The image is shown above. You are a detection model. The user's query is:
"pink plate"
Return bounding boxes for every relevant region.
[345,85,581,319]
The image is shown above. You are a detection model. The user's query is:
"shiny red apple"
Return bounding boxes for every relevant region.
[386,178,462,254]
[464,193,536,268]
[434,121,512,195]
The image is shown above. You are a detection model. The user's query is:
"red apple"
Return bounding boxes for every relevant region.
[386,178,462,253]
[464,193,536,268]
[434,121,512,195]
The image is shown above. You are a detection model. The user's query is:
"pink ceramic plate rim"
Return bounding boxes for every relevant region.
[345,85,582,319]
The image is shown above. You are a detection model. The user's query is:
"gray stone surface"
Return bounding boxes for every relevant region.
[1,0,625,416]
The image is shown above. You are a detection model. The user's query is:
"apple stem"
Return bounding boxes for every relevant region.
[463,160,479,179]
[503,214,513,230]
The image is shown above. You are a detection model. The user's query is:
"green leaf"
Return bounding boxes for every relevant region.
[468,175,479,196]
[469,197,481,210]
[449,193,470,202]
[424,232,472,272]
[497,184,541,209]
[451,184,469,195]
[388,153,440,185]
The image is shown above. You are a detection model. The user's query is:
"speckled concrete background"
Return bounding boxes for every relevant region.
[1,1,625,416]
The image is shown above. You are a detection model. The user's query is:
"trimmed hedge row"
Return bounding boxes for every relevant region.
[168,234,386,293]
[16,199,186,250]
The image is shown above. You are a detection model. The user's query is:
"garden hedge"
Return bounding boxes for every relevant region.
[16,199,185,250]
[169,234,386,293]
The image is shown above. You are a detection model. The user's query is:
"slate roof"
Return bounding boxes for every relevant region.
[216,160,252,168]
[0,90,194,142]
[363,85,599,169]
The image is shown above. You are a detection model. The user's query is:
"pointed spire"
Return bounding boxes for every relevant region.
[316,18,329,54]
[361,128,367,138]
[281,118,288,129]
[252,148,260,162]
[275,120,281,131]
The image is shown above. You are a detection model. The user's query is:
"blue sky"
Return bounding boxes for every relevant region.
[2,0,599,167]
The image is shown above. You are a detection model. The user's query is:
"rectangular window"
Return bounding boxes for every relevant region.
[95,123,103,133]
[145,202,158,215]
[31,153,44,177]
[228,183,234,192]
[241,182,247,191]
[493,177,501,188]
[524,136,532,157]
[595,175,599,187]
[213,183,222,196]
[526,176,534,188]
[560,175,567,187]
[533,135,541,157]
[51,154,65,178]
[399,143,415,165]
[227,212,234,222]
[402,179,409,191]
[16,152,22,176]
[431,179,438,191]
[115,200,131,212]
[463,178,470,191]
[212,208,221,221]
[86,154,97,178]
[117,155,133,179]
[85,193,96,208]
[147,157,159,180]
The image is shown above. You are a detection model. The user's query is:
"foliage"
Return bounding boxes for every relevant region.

* * * * * * *

#### Task item
Wherever the word "apple" appears in a line of the data, copy that line.

#### Answer to this task
"shiny red apple"
"red apple"
"apple stem"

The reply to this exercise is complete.